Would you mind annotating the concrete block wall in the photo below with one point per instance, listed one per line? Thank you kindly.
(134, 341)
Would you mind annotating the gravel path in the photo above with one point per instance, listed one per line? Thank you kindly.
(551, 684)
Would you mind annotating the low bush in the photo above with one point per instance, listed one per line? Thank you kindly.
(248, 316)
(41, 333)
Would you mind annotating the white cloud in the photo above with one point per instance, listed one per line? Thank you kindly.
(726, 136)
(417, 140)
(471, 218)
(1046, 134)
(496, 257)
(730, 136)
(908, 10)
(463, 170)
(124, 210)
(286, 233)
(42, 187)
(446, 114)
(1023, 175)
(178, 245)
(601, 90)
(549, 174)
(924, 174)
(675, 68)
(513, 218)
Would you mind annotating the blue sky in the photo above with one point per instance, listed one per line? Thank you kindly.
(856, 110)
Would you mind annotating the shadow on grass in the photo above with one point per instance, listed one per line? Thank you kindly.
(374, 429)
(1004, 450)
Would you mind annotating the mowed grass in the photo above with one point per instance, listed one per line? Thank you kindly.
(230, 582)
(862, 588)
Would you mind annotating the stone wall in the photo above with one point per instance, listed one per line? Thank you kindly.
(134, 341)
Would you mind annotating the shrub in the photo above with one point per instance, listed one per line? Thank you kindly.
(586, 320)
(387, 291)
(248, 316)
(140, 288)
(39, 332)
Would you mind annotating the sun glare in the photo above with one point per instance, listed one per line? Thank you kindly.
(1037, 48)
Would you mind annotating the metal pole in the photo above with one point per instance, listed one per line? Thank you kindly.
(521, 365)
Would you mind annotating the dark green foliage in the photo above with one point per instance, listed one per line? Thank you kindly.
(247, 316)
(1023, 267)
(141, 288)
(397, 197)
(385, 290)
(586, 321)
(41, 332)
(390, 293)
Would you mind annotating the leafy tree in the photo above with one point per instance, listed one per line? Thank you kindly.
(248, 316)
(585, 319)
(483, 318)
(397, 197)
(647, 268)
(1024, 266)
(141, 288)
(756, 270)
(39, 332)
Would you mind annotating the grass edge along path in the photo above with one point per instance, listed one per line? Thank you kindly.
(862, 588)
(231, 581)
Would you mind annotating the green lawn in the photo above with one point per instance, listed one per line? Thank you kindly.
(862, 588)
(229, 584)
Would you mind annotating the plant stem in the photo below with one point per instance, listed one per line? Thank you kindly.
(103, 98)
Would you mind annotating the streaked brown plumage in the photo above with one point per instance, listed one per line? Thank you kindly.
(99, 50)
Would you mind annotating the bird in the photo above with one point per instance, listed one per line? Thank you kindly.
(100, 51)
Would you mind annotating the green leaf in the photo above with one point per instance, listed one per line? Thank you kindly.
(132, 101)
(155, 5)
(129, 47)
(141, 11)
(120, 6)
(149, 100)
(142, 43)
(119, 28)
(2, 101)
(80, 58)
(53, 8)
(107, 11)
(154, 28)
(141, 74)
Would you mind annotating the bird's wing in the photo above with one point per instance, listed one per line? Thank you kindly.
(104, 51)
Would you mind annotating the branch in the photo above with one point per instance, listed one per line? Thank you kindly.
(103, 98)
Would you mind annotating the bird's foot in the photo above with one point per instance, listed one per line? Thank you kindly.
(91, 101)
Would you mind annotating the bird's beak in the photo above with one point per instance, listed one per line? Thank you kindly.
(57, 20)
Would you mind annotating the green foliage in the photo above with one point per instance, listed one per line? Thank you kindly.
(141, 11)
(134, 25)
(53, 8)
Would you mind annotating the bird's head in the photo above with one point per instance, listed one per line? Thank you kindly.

::::::::

Each record must be repeated exactly as it appears above.

Would you mind annotating the concrete block wall in the photo below with one point per instance, listed one per line? Thank you kindly.
(134, 341)
Would you mind annotating the gravel path in the photo above with one point per instance, listed one per line? Thank you kindly.
(551, 684)
Would you mind annotating the low bush in the photo above with one point per instance, listed one per line? Thank you kindly.
(248, 316)
(41, 333)
Would you mind annotating the white cloud in the photo above with one point per instance, listed one per line? Thank you kindly.
(726, 136)
(417, 140)
(471, 218)
(1046, 134)
(496, 257)
(730, 136)
(908, 10)
(463, 170)
(124, 210)
(286, 233)
(42, 187)
(446, 114)
(1023, 175)
(178, 245)
(601, 90)
(549, 174)
(924, 174)
(675, 68)
(513, 218)
Would you mind annotating the blue sky in the photo above with one point per instance, listed one per line? Thank you kindly.
(856, 110)
Would you mind annotating the shadow on grass in the photo above with one point per instance, listed one per line? Thank you kindly.
(374, 429)
(1004, 450)
Would you mind annotating the mowed grass in the photo above with one point per instance, listed one per line? Thank you kindly.
(230, 582)
(862, 588)
Would you mind annotating the stone wall in the photo above with one point per instance, listed one per line? Thank you kindly.
(134, 341)
Would you mind annotating the shrub in the photo above with one point per instance, listed one per line? Thank you kindly.
(586, 320)
(387, 291)
(248, 316)
(140, 288)
(39, 332)
Would you mind annotating the sun glare in the photo above with one point per instance, listed one per line? Thank you kindly.
(1037, 48)
Would you mind annotating the metal pole in the photo above with one point per instance, listed one per line? Thank you kindly.
(521, 365)
Would you mind annotating the dark green foliage in the photo above with one point per instance, listed one per line? Thank you kindly.
(247, 316)
(1023, 267)
(141, 288)
(397, 197)
(385, 290)
(586, 321)
(41, 332)
(390, 293)
Would you mind annotating the leafy tree in the photo above with one point per instance, listed one per line? Thank you kindly.
(248, 316)
(585, 319)
(483, 318)
(397, 197)
(647, 268)
(1024, 266)
(141, 288)
(756, 270)
(39, 332)
Would you mind annotating the grass edge along path in the photo above with one point per instance, listed one per line? Thank you kindly.
(862, 588)
(231, 581)
Would you mind annotating the green lawn in the photo above with one point per instance, listed one per line? Thank you kindly.
(862, 588)
(229, 584)
Would you mind annotating the plant stem in the photo below with one point per instance, listed one per line? Thank you kindly.
(103, 98)
Would you mind annotating the streaked brown plumage in the photo above with one point per instance, listed one per line? Thank you kindly.
(99, 50)
Would you mind annotating the bird in the photo above with one point per instance, listed one per line? Thank you kindly.
(100, 51)
Would you mind annotating the green leaf in the photo above with one point per instance, listed one per line? Thank you kindly.
(132, 101)
(155, 5)
(129, 47)
(141, 11)
(120, 6)
(149, 100)
(142, 43)
(119, 28)
(2, 101)
(80, 58)
(53, 8)
(107, 11)
(154, 28)
(141, 74)
Would you mind annotating the bird's wing in the photo above with one point per instance, listed one per line? Thank you kindly.
(104, 51)
Would you mind annotating the branch in the photo above with one point per instance, listed one per line? Thank you kindly.
(103, 98)
Would you mind annotating the bird's foot in the photo above with one point per instance, listed one per line? Thank you kindly.
(91, 101)
Would you mind annotating the bird's beak in the photo above with one point per instance, listed one per line? Thank you kindly.
(57, 20)
Would you mind annotating the green foliage in the photo above with one point per instance, listed one per line? Thank you kindly.
(141, 11)
(134, 25)
(53, 8)
Would you mind annotating the bird's head in the photo above with one point per instance, listed one per line? Thank you kindly.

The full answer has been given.